# [Your goal]
Could you output the whole listing exactly as it stands, minus any images?

# [Data for review]
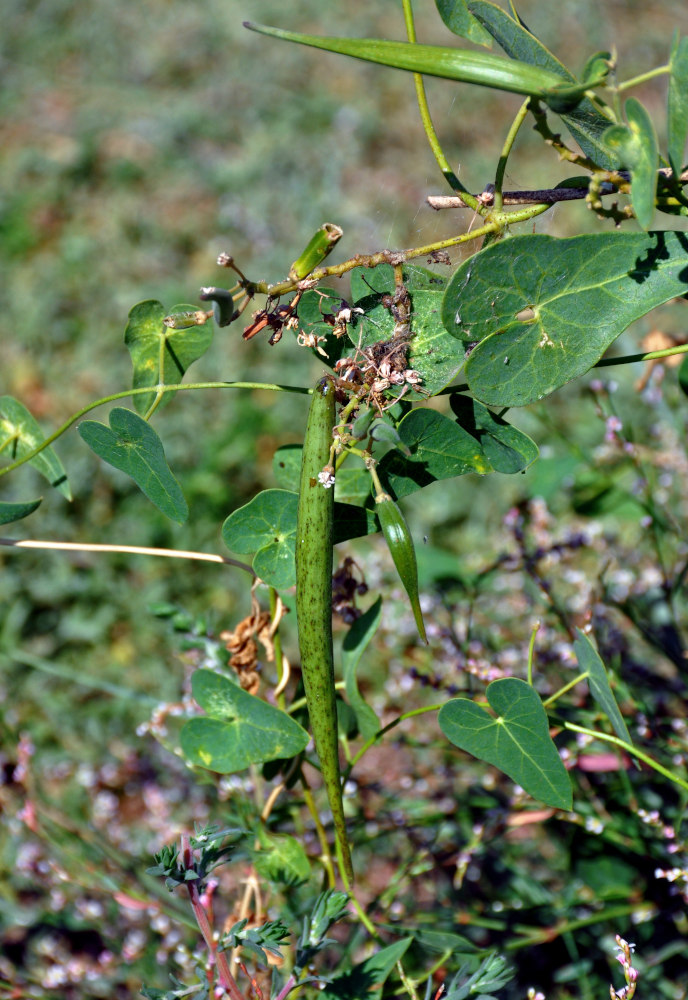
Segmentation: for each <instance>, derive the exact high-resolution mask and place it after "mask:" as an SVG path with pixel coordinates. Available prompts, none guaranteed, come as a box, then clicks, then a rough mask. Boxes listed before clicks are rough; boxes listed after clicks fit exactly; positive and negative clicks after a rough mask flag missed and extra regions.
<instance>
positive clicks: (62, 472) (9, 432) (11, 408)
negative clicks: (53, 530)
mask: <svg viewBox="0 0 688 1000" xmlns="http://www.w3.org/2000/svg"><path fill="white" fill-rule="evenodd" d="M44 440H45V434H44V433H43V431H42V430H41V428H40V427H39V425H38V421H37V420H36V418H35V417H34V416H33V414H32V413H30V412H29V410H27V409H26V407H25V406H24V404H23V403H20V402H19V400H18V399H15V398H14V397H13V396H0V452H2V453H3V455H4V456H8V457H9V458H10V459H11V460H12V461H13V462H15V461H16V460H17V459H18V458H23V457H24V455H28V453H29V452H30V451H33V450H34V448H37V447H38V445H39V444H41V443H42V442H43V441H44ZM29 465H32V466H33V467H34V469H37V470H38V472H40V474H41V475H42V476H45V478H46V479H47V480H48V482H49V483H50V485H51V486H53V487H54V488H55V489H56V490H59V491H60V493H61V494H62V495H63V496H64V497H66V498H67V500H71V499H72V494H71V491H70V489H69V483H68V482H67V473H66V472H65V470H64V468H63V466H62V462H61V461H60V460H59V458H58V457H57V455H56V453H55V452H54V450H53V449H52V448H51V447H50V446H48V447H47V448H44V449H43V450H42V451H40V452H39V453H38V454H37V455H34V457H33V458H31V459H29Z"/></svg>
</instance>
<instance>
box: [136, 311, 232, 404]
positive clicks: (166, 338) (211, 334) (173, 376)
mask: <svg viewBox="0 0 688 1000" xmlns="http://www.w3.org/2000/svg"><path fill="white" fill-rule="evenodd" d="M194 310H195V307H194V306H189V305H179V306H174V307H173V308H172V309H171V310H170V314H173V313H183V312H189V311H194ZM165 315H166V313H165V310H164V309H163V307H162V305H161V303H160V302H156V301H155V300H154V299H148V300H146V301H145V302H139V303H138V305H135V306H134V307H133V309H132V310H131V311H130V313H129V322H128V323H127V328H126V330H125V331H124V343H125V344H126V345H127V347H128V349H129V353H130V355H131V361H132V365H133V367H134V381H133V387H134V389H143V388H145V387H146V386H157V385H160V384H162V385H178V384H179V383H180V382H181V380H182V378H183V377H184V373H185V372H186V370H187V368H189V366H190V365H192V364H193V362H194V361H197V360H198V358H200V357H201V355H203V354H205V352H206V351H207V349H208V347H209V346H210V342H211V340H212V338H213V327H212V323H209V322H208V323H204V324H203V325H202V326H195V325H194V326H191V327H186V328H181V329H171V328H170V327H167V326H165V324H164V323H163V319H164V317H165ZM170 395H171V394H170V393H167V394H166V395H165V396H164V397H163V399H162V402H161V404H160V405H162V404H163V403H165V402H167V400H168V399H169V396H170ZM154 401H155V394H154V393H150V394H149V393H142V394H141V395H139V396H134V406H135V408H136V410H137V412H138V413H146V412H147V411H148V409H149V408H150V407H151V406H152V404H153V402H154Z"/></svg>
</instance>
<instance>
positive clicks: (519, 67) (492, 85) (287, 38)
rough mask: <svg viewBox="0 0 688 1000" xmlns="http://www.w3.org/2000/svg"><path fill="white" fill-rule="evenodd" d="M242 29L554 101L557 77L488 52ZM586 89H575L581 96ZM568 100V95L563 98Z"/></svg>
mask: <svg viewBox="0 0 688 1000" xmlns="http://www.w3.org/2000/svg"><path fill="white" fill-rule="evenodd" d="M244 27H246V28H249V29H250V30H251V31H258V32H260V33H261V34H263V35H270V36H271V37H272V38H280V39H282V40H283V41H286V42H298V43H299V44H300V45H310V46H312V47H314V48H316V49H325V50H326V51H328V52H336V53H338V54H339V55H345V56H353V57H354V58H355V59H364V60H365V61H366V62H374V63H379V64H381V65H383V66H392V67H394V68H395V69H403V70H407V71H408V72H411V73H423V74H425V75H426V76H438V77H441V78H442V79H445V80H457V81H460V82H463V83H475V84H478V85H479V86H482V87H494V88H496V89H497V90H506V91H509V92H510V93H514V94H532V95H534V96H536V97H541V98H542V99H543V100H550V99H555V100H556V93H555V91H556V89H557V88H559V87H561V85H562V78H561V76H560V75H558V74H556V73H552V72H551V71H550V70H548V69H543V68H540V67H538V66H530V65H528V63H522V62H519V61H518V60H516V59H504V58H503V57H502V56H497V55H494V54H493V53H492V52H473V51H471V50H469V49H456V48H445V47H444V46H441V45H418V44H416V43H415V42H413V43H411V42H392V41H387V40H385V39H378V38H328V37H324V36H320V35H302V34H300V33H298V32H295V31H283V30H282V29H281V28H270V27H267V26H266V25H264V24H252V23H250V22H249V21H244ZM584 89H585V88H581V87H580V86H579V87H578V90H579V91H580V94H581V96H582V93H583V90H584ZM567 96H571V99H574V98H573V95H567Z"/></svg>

# [Exercise answer]
Segmentation: for each <instance>, derive the exact high-resolution mask and place it after "mask:" as an SVG path with pixel coordinates. Available prompts, none guaranteed, come as a box, then clicks, then a rough mask. Boxes listed before clicks are rough; boxes listed after clicks fit exactly; positive and negative clicks after a rough mask flag missed and extra regions.
<instance>
positive clicks: (62, 472) (9, 432) (11, 408)
negative clicks: (53, 530)
mask: <svg viewBox="0 0 688 1000" xmlns="http://www.w3.org/2000/svg"><path fill="white" fill-rule="evenodd" d="M44 440H45V434H44V433H43V431H42V430H41V428H40V427H39V425H38V421H37V420H36V418H35V417H34V416H33V414H32V413H30V412H29V410H27V409H26V407H25V406H24V404H23V403H20V402H19V400H18V399H15V398H14V397H13V396H0V452H2V453H3V455H4V456H8V457H9V458H10V459H11V460H12V461H13V462H15V461H16V460H17V459H18V458H23V457H24V455H28V453H29V452H30V451H33V450H34V448H37V447H38V445H39V444H41V443H42V442H43V441H44ZM29 465H32V466H33V467H34V469H37V470H38V472H40V474H41V475H42V476H45V478H46V479H47V480H48V482H49V483H50V485H51V486H53V487H54V488H55V489H56V490H59V491H60V493H61V494H62V495H63V496H64V497H66V498H67V500H71V499H72V494H71V491H70V489H69V483H68V482H67V473H66V472H65V470H64V468H63V466H62V462H61V461H60V460H59V458H58V457H57V455H56V453H55V452H54V450H53V449H52V448H51V447H50V446H48V447H47V448H44V449H43V450H42V451H40V452H39V453H38V454H37V455H34V457H33V458H31V459H29Z"/></svg>
</instance>
<instance>
box: [136, 311, 232, 404]
positive clicks: (166, 338) (211, 334) (173, 376)
mask: <svg viewBox="0 0 688 1000" xmlns="http://www.w3.org/2000/svg"><path fill="white" fill-rule="evenodd" d="M194 310H195V307H194V306H189V305H179V306H174V307H173V308H172V309H171V310H170V314H173V313H183V312H189V311H194ZM165 315H166V313H165V310H164V309H163V307H162V305H161V303H160V302H156V301H155V300H154V299H148V300H146V301H145V302H139V303H138V305H135V306H134V307H133V309H132V310H131V311H130V313H129V322H128V323H127V328H126V330H125V331H124V343H125V344H126V345H127V347H128V349H129V353H130V355H131V361H132V365H133V367H134V381H133V387H134V389H143V388H145V387H146V386H157V385H160V384H162V385H178V384H179V383H180V382H181V380H182V378H183V377H184V373H185V372H186V370H187V368H189V366H190V365H192V364H193V362H194V361H197V360H198V358H200V357H201V355H203V354H205V352H206V351H207V349H208V347H209V346H210V342H211V340H212V338H213V327H212V323H209V322H208V323H204V324H203V325H202V326H195V325H194V326H191V327H186V328H181V329H171V328H170V327H167V326H165V324H164V323H163V319H164V317H165ZM170 395H171V394H170V393H167V394H166V395H165V396H164V397H163V399H162V402H161V404H160V405H162V404H163V403H165V402H167V400H168V399H169V396H170ZM154 401H155V394H154V393H150V394H149V393H142V394H141V395H139V396H134V406H135V408H136V410H137V412H138V413H146V412H147V411H148V409H149V408H150V407H151V406H152V404H153V402H154Z"/></svg>
</instance>
<instance>
positive clicks: (519, 67) (492, 85) (287, 38)
rough mask: <svg viewBox="0 0 688 1000" xmlns="http://www.w3.org/2000/svg"><path fill="white" fill-rule="evenodd" d="M242 29L554 101L557 77L488 52ZM586 89H575L581 96ZM568 100V95L563 98Z"/></svg>
mask: <svg viewBox="0 0 688 1000" xmlns="http://www.w3.org/2000/svg"><path fill="white" fill-rule="evenodd" d="M244 27H246V28H249V29H250V30H251V31H258V32H260V33H261V34H263V35H270V36H271V37H272V38H280V39H282V40H283V41H286V42H298V43H299V44H300V45H310V46H312V47H314V48H316V49H325V50H326V51H328V52H336V53H338V54H339V55H345V56H353V57H354V58H355V59H364V60H365V61H366V62H374V63H379V64H381V65H383V66H392V67H394V68H395V69H403V70H407V71H408V72H411V73H423V74H425V75H426V76H438V77H441V78H442V79H445V80H457V81H460V82H463V83H475V84H478V85H479V86H482V87H494V88H496V89H497V90H506V91H509V92H510V93H514V94H532V95H534V96H536V97H541V98H542V99H543V100H550V99H555V100H556V93H555V91H556V89H557V88H559V87H561V85H562V78H561V76H560V75H558V74H556V73H552V72H551V71H550V70H548V69H543V68H540V67H538V66H530V65H528V63H522V62H519V61H518V60H516V59H504V58H503V57H502V56H497V55H494V54H493V53H492V52H473V51H471V50H469V49H456V48H445V47H444V46H441V45H418V44H416V43H415V42H413V43H411V42H392V41H387V40H385V39H378V38H328V37H324V36H320V35H302V34H300V33H298V32H295V31H283V30H282V29H281V28H270V27H267V26H266V25H264V24H252V23H250V22H249V21H244ZM584 89H585V88H581V87H580V86H579V87H578V90H579V91H580V94H581V96H582V93H583V90H584ZM567 96H571V99H574V98H573V95H567Z"/></svg>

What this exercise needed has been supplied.